▶ **SOURCE TEXT**
************
The official said that, in 2018, Qatar announced the Workers’ Support and Insurance Fund, which provides compensation for workers who have been injured or passed away because of a work-related incident, or if workers have not received their salaries due to their employer being unable to pay. “$350 million has been paid out this year through the Fund,” the official added.
The death toll of construction workers in Qatar remains firmly in the spotlight, with Amnesty International describing thousands of migrant worker deaths since 2010, when the World Cup was awarded. In 2021, the Guardian reported that more than 6,500 migrant workers from India, Pakistan, Bangladesh, Nepal and Sri Lanka have died in Qatar since 2010.
The deaths cited by Qatar are significantly less. Since construction began in 2014, Qatar’s Supreme Committee for Delivery & Legacy is said to have recorded just three work-related fatalities on World Cup sites and 37 non-work-related deaths among World Cup workers.
Qatar describes the letter sent by Amnesty in May as inaccurate. “We have never shied away from constructive criticism, but it has consistently been proven that the mortality figures reported by the media – and Amnesty’s letter – are inaccurate and wildly misleading,” the Qatari government official said. “The reality is that what Qatar has achieved in a few years took many decades to achieve in other parts of the world.”
Last month, in a televised speech, Qatar’s ruling emir Sheikh Tamim bin Hamad Al Thani slammed criticism of the country, which he described as an “unprecedented campaign” against the first Arab nation to host the World Cup. Qatar has repeatedly pushed back against international criticism, saying that it has improved conditions for migrant workers. The country has also denied Amnesty’s claims of migrant worker exploitation.
************
▶ **WORK REQUIRED**
Answer these questions about the text on Qatar's migrant workers.
(a) How much money does the official say has been paid out this year through the Workers' Support and Insurance Fund?
(b) In what year was the World Cup awarded?
(c) How many work-related fatalities on World Cup sites is the Supreme Committee said to have recorded?
************
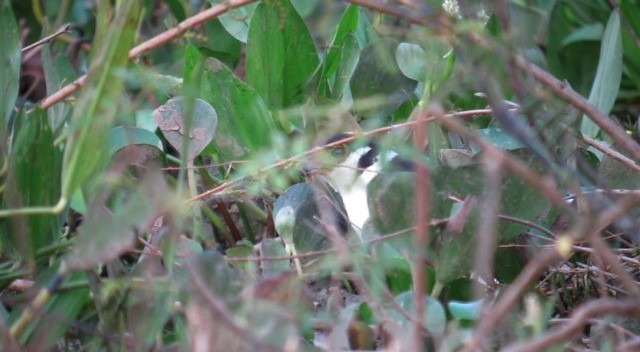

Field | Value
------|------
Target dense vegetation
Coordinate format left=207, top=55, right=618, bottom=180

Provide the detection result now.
left=0, top=0, right=640, bottom=351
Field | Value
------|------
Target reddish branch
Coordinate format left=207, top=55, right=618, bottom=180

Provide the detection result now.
left=412, top=107, right=432, bottom=351
left=505, top=299, right=640, bottom=352
left=40, top=0, right=257, bottom=109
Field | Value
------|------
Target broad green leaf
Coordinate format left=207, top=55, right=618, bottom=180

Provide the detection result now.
left=472, top=127, right=522, bottom=151
left=199, top=19, right=242, bottom=67
left=62, top=0, right=140, bottom=200
left=546, top=1, right=599, bottom=96
left=246, top=0, right=319, bottom=110
left=153, top=96, right=218, bottom=160
left=376, top=243, right=413, bottom=294
left=23, top=272, right=91, bottom=351
left=260, top=238, right=291, bottom=278
left=350, top=39, right=417, bottom=118
left=4, top=108, right=62, bottom=262
left=580, top=11, right=622, bottom=138
left=200, top=58, right=276, bottom=160
left=447, top=300, right=484, bottom=320
left=227, top=240, right=257, bottom=275
left=620, top=0, right=640, bottom=89
left=109, top=126, right=162, bottom=156
left=562, top=23, right=604, bottom=46
left=41, top=44, right=75, bottom=132
left=318, top=5, right=360, bottom=100
left=209, top=0, right=258, bottom=43
left=0, top=0, right=22, bottom=129
left=600, top=146, right=640, bottom=190
left=389, top=292, right=447, bottom=334
left=291, top=0, right=318, bottom=17
left=65, top=171, right=169, bottom=271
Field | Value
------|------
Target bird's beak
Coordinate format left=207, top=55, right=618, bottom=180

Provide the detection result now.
left=300, top=160, right=331, bottom=178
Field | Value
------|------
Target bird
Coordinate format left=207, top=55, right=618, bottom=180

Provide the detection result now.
left=302, top=132, right=414, bottom=235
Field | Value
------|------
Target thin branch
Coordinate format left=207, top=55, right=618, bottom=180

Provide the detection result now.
left=515, top=56, right=640, bottom=163
left=463, top=248, right=560, bottom=352
left=40, top=0, right=257, bottom=109
left=474, top=150, right=503, bottom=299
left=582, top=135, right=640, bottom=172
left=505, top=299, right=640, bottom=352
left=438, top=115, right=575, bottom=213
left=182, top=263, right=278, bottom=351
left=412, top=106, right=432, bottom=351
left=187, top=109, right=508, bottom=205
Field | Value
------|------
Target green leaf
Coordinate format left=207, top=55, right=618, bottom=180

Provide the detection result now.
left=472, top=127, right=522, bottom=151
left=62, top=0, right=140, bottom=200
left=65, top=172, right=168, bottom=271
left=109, top=126, right=162, bottom=157
left=227, top=241, right=258, bottom=275
left=447, top=300, right=484, bottom=320
left=580, top=11, right=622, bottom=138
left=318, top=5, right=360, bottom=100
left=562, top=23, right=604, bottom=46
left=388, top=292, right=447, bottom=334
left=42, top=44, right=75, bottom=132
left=167, top=0, right=187, bottom=22
left=0, top=0, right=22, bottom=129
left=209, top=0, right=258, bottom=43
left=4, top=108, right=62, bottom=262
left=153, top=96, right=218, bottom=160
left=376, top=243, right=413, bottom=294
left=260, top=238, right=291, bottom=278
left=247, top=0, right=319, bottom=110
left=24, top=272, right=91, bottom=351
left=125, top=280, right=174, bottom=351
left=600, top=146, right=640, bottom=189
left=199, top=19, right=242, bottom=67
left=396, top=43, right=427, bottom=81
left=200, top=58, right=276, bottom=160
left=350, top=39, right=417, bottom=118
left=291, top=0, right=318, bottom=17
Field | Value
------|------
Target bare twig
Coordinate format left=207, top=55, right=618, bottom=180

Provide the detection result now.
left=412, top=106, right=432, bottom=351
left=588, top=197, right=640, bottom=298
left=40, top=0, right=257, bottom=109
left=438, top=115, right=575, bottom=213
left=474, top=150, right=502, bottom=299
left=187, top=109, right=516, bottom=205
left=463, top=248, right=560, bottom=352
left=182, top=263, right=278, bottom=351
left=582, top=135, right=640, bottom=172
left=505, top=299, right=640, bottom=352
left=515, top=56, right=640, bottom=163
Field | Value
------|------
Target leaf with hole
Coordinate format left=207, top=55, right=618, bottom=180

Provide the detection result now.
left=200, top=58, right=276, bottom=161
left=153, top=96, right=218, bottom=161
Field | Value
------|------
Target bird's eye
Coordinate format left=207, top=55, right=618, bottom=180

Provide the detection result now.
left=331, top=147, right=347, bottom=158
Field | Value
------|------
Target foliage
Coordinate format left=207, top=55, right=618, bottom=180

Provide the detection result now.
left=0, top=0, right=640, bottom=351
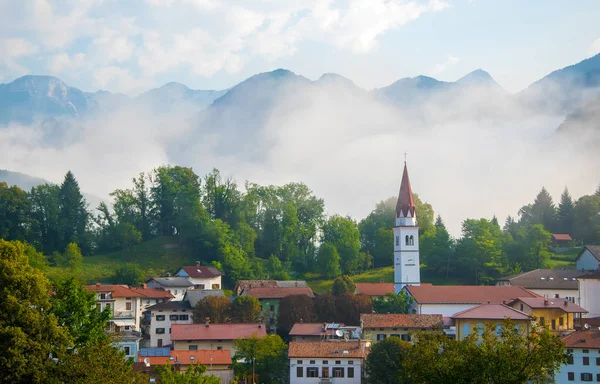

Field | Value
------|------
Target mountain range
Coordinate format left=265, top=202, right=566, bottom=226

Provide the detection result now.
left=0, top=55, right=600, bottom=134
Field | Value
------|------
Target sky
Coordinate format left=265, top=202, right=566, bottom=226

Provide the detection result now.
left=0, top=0, right=600, bottom=96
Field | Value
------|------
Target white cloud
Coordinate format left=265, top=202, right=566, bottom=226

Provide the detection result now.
left=431, top=55, right=460, bottom=76
left=588, top=38, right=600, bottom=56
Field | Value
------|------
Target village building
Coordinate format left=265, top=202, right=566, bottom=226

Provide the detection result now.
left=354, top=283, right=394, bottom=299
left=496, top=268, right=581, bottom=304
left=451, top=304, right=531, bottom=340
left=240, top=285, right=315, bottom=332
left=175, top=261, right=223, bottom=289
left=288, top=341, right=367, bottom=384
left=146, top=276, right=194, bottom=300
left=554, top=328, right=600, bottom=383
left=404, top=284, right=540, bottom=317
left=360, top=313, right=444, bottom=342
left=148, top=301, right=193, bottom=347
left=509, top=297, right=587, bottom=334
left=171, top=321, right=267, bottom=357
left=393, top=161, right=421, bottom=293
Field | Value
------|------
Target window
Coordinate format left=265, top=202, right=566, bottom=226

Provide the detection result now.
left=348, top=367, right=354, bottom=379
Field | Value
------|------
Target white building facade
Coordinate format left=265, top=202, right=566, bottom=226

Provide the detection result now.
left=394, top=163, right=421, bottom=293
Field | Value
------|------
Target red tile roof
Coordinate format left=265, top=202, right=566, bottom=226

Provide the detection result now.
left=288, top=341, right=366, bottom=359
left=171, top=324, right=267, bottom=341
left=360, top=313, right=444, bottom=328
left=138, top=349, right=231, bottom=366
left=452, top=304, right=530, bottom=320
left=242, top=287, right=315, bottom=299
left=356, top=283, right=394, bottom=296
left=396, top=162, right=415, bottom=217
left=552, top=233, right=573, bottom=241
left=406, top=285, right=541, bottom=304
left=181, top=265, right=223, bottom=279
left=290, top=323, right=344, bottom=336
left=562, top=329, right=600, bottom=349
left=511, top=297, right=587, bottom=313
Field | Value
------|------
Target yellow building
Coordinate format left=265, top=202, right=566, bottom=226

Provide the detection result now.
left=451, top=304, right=531, bottom=340
left=360, top=313, right=444, bottom=343
left=510, top=297, right=587, bottom=333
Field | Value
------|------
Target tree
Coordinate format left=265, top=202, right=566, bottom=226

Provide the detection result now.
left=154, top=364, right=221, bottom=384
left=556, top=187, right=575, bottom=234
left=233, top=335, right=289, bottom=384
left=58, top=171, right=89, bottom=253
left=317, top=243, right=341, bottom=278
left=366, top=337, right=411, bottom=384
left=115, top=263, right=144, bottom=285
left=277, top=295, right=317, bottom=335
left=194, top=296, right=231, bottom=323
left=50, top=277, right=111, bottom=348
left=321, top=215, right=360, bottom=274
left=0, top=239, right=70, bottom=383
left=335, top=293, right=373, bottom=325
left=373, top=290, right=414, bottom=313
left=402, top=320, right=567, bottom=384
left=231, top=296, right=261, bottom=323
left=331, top=275, right=356, bottom=296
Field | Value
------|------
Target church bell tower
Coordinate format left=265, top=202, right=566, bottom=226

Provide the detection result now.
left=394, top=161, right=421, bottom=293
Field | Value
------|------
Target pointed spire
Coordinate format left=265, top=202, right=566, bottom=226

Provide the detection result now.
left=396, top=161, right=415, bottom=217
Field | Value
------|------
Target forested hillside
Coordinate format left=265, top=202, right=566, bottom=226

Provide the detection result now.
left=0, top=166, right=600, bottom=286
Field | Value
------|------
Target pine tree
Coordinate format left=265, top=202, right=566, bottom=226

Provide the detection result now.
left=59, top=171, right=89, bottom=250
left=557, top=187, right=575, bottom=234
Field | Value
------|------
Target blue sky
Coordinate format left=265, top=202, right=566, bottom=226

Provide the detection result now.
left=0, top=0, right=600, bottom=95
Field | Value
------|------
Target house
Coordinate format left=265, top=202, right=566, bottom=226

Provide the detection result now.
left=403, top=284, right=540, bottom=317
left=183, top=289, right=225, bottom=308
left=175, top=261, right=223, bottom=289
left=451, top=304, right=531, bottom=340
left=289, top=323, right=360, bottom=341
left=233, top=280, right=308, bottom=296
left=496, top=268, right=581, bottom=304
left=360, top=313, right=444, bottom=342
left=552, top=233, right=573, bottom=248
left=288, top=341, right=367, bottom=384
left=575, top=245, right=600, bottom=272
left=171, top=321, right=267, bottom=357
left=509, top=297, right=587, bottom=333
left=240, top=286, right=315, bottom=332
left=146, top=276, right=194, bottom=300
left=148, top=301, right=193, bottom=347
left=554, top=328, right=600, bottom=383
left=136, top=348, right=235, bottom=384
left=354, top=283, right=394, bottom=299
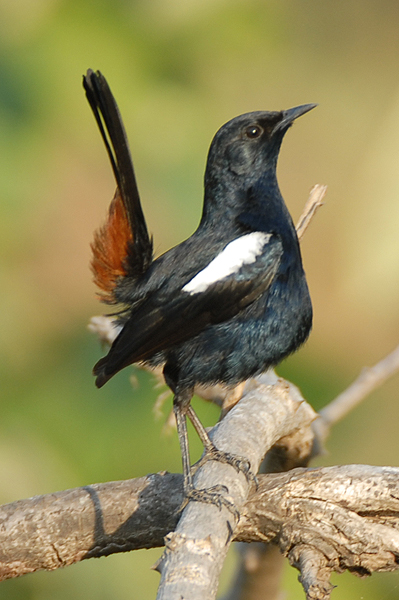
************
▶ **COMPLETE ANSWER**
(a) $350 million
(b) 2010
(c) Three